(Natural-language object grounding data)
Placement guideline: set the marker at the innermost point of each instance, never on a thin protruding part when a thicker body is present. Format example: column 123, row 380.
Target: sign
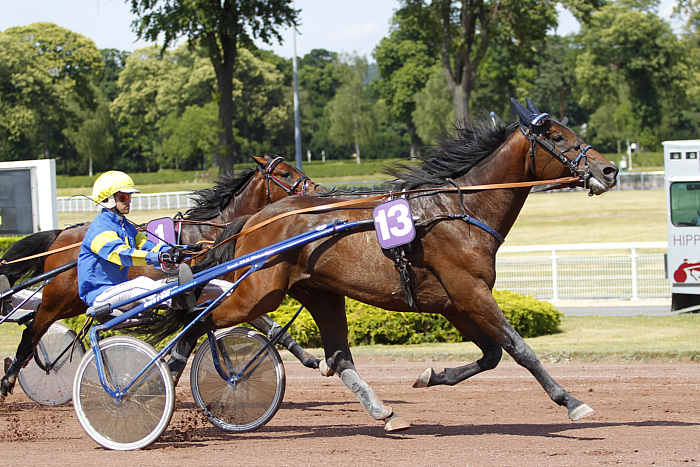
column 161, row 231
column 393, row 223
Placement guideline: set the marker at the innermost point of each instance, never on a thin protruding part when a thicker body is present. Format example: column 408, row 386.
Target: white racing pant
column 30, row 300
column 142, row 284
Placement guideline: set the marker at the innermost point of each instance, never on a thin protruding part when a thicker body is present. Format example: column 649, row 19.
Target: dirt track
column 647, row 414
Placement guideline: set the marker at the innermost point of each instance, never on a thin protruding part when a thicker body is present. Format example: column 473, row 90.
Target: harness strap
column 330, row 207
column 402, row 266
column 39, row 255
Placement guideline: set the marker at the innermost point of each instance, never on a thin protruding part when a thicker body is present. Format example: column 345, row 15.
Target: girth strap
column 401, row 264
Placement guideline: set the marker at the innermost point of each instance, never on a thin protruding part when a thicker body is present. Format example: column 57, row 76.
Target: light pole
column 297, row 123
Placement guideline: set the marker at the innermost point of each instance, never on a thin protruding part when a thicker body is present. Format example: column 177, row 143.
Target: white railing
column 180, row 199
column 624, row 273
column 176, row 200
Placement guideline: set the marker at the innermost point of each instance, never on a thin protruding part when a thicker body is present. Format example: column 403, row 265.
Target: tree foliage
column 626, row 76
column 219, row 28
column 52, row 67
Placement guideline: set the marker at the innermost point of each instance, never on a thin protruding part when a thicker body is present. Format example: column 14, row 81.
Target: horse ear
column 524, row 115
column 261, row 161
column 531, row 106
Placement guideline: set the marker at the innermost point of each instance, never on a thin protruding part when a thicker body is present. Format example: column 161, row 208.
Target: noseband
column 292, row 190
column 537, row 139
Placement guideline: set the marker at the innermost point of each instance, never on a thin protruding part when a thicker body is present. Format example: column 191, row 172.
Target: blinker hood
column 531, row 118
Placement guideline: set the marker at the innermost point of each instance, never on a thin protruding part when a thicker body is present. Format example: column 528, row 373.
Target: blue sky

#### THE TASK:
Write the lines out again exactly, from the one containing "Target: noseband" through the last line of the records, and include no other lines.

#### SOLVED EXERCISE:
Target: noseband
column 292, row 190
column 537, row 139
Placement guideline: set the marker at the innermost point of each instance, never on a thin protruding part when a thicker body is present. Format example: column 191, row 172.
Target: blinker hood
column 531, row 118
Placement guideline: set the marker at the innermost point of each instance, never on a thin protruding part when a thicker body is present. Format example: column 528, row 373.
Target: blue sky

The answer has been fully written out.